-------- Document excerpt

I don't know about you, but I missed me. After having done so weekly for about six years, three weeks have now passed since I've written here. My decision to scale down the blog from weekly to monthly was ostensibly to allow more time for other writing projects. But, except for a couple of postcards, the additional writing I'd envisioned is, as of yet, unwritten. My usual writing days have been spent in Hawaii and then in a dental chair having some teeth yanked. Despite having good excuses it does feel weird not to conclude each Friday by posting a piece of writing.
I bring a manuscript about my family on the plane and get through about a hundred pages of a final edit. I've done lots of piecework but it has been many months since I considered these 160 pages as a whole book. When the plane lands at the Lihue airport I feel the presence of my parents and sister more than I have in a long time. Our trip is to join my niece Cari in celebrating the successful completion of a grueling course of chemo and radio therapy for the treatment of breast cancer. She has rented a large comfortable house right on the ocean, and very eager to please us, has carefully planned an itinerary. Cari is the daughter of my sister Sheri. She was adopted and raised by another family and came back into our lives about thirty years ago. She lives in Gold Rush Country and we only see her and husband Mike a couple times a year. Their daughter Marlene and Kevin join us in Kauai. Now that both of my parents and sister are gone and other relatives have drifted away, my kids, Cari, and Marlene are the only blood relatives I have in my life. I step off the plane with the tale of my parents and sister very fresh and then spend a concentrated few days with my sister's daughter and granddaughter.

----------------
-------- Dataset entries

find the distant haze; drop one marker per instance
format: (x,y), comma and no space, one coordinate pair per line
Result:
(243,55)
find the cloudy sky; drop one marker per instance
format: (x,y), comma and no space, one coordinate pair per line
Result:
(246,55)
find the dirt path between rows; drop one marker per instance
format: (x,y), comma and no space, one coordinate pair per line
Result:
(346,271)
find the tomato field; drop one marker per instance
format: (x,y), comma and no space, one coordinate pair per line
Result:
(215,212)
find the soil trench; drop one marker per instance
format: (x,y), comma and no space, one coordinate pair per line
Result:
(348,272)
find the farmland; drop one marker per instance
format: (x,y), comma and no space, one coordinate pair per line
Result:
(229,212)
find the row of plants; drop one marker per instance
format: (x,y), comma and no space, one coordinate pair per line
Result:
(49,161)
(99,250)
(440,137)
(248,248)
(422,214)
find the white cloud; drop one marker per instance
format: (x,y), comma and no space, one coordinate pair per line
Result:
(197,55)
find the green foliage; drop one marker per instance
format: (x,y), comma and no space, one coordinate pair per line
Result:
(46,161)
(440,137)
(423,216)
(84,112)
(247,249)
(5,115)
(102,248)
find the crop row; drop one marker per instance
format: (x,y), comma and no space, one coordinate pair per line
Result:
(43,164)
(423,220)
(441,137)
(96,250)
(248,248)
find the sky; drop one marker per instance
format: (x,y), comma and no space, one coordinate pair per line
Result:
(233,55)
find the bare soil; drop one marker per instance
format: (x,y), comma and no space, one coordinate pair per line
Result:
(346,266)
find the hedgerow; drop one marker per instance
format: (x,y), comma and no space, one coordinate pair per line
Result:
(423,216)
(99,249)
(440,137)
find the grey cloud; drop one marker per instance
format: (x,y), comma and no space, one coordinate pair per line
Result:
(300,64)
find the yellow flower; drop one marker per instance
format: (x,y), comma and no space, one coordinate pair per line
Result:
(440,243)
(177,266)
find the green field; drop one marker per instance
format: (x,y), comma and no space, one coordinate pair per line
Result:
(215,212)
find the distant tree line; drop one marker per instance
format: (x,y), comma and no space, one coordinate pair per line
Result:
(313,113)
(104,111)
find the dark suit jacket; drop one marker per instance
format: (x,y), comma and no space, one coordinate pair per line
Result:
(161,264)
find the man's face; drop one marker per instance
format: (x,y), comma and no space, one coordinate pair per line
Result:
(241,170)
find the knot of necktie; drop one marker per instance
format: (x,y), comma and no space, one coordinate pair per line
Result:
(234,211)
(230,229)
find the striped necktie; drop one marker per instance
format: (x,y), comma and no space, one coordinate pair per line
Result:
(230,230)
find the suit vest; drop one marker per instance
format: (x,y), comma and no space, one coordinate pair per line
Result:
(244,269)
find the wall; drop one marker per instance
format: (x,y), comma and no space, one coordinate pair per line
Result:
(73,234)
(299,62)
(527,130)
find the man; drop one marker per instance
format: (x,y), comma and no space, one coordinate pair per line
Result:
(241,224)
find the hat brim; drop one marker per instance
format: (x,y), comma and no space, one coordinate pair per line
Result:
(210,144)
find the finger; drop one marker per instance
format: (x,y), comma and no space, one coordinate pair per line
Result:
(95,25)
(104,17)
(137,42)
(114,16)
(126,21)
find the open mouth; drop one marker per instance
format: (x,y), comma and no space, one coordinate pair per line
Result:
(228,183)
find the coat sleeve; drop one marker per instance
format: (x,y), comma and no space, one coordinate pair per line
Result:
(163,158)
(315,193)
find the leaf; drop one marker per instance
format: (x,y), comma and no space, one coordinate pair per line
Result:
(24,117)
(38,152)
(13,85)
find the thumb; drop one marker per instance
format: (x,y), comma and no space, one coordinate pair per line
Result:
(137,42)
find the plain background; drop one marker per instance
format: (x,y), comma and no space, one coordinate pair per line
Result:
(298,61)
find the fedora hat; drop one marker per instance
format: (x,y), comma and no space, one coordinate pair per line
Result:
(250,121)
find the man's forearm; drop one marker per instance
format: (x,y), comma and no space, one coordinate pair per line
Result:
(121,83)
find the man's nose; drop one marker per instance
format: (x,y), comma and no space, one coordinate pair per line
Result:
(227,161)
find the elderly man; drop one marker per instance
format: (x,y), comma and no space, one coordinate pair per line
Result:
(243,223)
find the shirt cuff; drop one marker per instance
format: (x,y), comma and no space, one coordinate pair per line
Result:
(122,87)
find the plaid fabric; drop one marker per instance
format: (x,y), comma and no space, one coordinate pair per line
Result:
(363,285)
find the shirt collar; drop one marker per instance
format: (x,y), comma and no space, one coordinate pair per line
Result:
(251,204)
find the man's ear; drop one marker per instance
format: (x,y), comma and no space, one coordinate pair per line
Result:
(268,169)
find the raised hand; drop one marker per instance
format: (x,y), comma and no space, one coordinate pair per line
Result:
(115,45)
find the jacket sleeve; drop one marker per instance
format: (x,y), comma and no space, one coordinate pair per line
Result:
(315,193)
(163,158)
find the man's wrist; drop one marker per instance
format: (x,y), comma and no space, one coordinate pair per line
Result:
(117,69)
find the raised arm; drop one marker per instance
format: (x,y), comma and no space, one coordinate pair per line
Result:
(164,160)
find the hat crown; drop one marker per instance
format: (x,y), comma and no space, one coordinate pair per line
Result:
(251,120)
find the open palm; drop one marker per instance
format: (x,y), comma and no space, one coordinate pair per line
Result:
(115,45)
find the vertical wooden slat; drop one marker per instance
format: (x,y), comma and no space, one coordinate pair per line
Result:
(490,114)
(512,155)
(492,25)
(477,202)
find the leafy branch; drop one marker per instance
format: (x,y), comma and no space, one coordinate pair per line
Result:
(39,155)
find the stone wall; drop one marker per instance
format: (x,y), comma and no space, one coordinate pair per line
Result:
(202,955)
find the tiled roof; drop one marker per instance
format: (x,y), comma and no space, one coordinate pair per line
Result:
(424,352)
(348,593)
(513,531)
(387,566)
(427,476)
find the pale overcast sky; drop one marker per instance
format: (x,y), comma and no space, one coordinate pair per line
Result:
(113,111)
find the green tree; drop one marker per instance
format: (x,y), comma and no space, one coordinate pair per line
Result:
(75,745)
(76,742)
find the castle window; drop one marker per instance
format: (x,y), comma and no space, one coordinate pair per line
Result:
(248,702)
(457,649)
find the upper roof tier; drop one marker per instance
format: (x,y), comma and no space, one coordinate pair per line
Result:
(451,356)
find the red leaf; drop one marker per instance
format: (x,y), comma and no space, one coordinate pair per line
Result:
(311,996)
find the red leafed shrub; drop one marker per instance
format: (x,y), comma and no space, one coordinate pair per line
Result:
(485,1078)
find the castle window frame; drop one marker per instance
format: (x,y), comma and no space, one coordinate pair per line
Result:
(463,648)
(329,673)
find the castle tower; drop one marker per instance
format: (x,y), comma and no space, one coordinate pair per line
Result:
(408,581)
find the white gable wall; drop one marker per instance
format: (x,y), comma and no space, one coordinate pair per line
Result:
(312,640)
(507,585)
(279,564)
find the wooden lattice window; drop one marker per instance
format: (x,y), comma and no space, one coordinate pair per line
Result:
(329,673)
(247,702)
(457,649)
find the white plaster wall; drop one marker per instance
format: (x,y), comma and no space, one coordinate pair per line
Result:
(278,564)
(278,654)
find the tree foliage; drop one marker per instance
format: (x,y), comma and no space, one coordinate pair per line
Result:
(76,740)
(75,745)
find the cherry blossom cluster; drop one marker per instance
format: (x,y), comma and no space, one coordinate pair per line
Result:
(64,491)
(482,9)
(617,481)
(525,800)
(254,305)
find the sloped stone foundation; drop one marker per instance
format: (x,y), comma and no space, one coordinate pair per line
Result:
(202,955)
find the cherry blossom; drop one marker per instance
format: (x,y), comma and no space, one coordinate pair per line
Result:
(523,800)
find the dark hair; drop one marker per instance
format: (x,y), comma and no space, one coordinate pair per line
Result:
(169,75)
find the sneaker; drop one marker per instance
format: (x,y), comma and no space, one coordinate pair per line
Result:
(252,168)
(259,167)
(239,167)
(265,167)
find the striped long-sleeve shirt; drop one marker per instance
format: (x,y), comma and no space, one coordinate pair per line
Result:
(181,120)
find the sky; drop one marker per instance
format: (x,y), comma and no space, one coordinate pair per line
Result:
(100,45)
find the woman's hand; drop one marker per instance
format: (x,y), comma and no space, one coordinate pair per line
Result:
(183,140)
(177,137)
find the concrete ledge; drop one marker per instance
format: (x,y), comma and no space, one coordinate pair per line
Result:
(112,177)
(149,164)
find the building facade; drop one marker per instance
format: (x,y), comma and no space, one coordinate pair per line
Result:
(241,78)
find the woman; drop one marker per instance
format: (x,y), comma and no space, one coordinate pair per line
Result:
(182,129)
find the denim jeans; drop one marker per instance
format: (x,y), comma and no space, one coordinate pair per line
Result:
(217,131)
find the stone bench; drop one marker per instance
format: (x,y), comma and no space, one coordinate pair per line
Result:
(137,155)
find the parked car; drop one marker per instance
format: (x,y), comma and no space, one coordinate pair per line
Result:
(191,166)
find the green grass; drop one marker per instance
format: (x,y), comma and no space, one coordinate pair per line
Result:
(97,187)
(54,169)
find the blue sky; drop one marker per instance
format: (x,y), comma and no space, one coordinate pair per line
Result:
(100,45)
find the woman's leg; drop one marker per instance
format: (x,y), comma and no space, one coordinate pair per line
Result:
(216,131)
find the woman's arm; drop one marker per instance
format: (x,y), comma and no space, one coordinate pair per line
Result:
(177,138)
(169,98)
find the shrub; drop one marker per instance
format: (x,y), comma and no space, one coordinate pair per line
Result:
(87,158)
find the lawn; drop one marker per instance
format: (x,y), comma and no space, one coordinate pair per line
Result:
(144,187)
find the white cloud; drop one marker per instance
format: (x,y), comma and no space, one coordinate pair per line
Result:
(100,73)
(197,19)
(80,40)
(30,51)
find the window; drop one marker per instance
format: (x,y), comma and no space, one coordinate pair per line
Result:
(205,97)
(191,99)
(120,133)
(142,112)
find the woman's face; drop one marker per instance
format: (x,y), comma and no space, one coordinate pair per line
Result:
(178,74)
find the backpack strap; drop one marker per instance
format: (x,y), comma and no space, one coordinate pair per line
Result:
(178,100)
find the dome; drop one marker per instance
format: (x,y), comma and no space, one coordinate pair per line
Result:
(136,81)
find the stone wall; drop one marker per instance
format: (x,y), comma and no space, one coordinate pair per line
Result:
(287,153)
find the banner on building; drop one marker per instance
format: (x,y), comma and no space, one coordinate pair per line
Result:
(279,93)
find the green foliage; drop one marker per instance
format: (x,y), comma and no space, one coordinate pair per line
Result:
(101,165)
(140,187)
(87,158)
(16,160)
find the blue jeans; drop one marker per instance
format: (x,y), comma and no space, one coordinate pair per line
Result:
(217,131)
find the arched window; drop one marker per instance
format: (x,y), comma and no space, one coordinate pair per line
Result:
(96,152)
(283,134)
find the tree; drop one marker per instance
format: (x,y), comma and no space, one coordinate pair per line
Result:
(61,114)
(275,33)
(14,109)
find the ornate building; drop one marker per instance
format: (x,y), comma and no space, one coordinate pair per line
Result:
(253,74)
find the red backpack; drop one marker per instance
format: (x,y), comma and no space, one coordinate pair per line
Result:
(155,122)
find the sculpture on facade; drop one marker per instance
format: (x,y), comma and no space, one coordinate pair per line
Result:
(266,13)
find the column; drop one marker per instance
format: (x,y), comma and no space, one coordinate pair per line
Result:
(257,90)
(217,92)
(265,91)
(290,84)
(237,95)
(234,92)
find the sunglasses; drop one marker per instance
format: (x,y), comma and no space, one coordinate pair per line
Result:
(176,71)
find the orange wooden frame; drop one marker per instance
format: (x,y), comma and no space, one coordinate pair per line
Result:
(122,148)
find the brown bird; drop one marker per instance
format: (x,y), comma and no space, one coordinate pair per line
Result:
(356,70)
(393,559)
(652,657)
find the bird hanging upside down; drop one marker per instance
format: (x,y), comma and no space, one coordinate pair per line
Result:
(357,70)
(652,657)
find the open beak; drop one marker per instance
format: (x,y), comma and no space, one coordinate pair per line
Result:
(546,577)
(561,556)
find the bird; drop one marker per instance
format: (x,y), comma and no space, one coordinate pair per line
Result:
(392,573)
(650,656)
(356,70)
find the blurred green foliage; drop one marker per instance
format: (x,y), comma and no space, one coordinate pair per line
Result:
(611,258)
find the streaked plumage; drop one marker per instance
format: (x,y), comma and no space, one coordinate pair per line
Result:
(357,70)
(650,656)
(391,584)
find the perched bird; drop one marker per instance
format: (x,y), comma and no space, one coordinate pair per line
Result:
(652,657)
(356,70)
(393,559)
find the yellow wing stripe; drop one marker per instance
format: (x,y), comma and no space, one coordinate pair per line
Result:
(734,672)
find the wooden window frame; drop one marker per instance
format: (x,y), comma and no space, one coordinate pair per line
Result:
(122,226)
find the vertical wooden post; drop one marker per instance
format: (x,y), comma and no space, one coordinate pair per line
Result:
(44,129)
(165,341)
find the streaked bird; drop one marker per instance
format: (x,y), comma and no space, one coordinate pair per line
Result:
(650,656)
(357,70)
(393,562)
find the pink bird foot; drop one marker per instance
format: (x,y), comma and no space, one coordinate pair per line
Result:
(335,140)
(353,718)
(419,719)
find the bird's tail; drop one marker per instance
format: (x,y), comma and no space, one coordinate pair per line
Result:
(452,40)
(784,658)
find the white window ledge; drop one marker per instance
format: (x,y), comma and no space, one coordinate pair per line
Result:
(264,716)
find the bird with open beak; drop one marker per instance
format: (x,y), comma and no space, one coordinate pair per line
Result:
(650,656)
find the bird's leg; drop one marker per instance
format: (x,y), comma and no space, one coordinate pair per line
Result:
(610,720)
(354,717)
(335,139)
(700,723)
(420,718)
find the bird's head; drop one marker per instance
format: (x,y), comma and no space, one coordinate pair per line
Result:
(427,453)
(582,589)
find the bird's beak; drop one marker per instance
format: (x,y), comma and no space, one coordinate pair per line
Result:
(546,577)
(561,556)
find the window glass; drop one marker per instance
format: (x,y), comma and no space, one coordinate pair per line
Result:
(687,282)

----------------

Task to complete> Reproduce the blog post's passage between "I don't know" and "piece of writing.", inclusive, substituting "Kauai" for "Hawaii". The items have nothing to do with the blog post.

Answer section>
I don't know about you, but I missed me. After having done so weekly for about six years, three weeks have now passed since I've written here. My decision to scale down the blog from weekly to monthly was ostensibly to allow more time for other writing projects. But, except for a couple of postcards, the additional writing I'd envisioned is, as of yet, unwritten. My usual writing days have been spent in Kauai and then in a dental chair having some teeth yanked. Despite having good excuses it does feel weird not to conclude each Friday by posting a piece of writing.